Your assignment |
An exact transcript of all the records is the expected answer.

Recorded data |

************

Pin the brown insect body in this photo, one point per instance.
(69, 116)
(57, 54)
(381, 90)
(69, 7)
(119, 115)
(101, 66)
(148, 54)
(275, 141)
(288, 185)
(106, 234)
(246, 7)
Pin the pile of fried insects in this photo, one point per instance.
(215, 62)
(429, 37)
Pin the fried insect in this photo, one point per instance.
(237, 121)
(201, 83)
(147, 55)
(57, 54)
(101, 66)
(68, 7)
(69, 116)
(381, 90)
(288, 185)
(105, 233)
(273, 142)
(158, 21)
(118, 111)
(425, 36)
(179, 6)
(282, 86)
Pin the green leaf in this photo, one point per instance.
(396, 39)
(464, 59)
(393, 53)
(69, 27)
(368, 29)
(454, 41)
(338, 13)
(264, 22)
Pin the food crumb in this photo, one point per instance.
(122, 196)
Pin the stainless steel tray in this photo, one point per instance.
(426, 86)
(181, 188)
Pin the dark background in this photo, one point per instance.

************

Answer |
Pin the brown insect body in this photo, one point per instance.
(69, 116)
(57, 54)
(381, 90)
(69, 7)
(119, 115)
(101, 66)
(148, 54)
(275, 141)
(288, 185)
(106, 234)
(246, 7)
Pin the pile of fried insects in this photo, one point per instance.
(215, 62)
(429, 37)
Pin the fried insect in this photo, one point per instance.
(237, 121)
(201, 83)
(147, 55)
(57, 54)
(101, 66)
(68, 7)
(69, 116)
(381, 90)
(288, 185)
(105, 233)
(273, 142)
(158, 21)
(118, 111)
(425, 36)
(179, 6)
(282, 86)
Pin the green leaf in this photo, one point per instance.
(396, 39)
(464, 59)
(393, 53)
(69, 27)
(368, 29)
(454, 41)
(338, 13)
(264, 22)
Pin the food crumb in this photo, one point per instance.
(122, 196)
Pin the stainless steel tray in this photo, one point per instance.
(426, 86)
(181, 188)
Pin the dark background in this photo, one point per instance.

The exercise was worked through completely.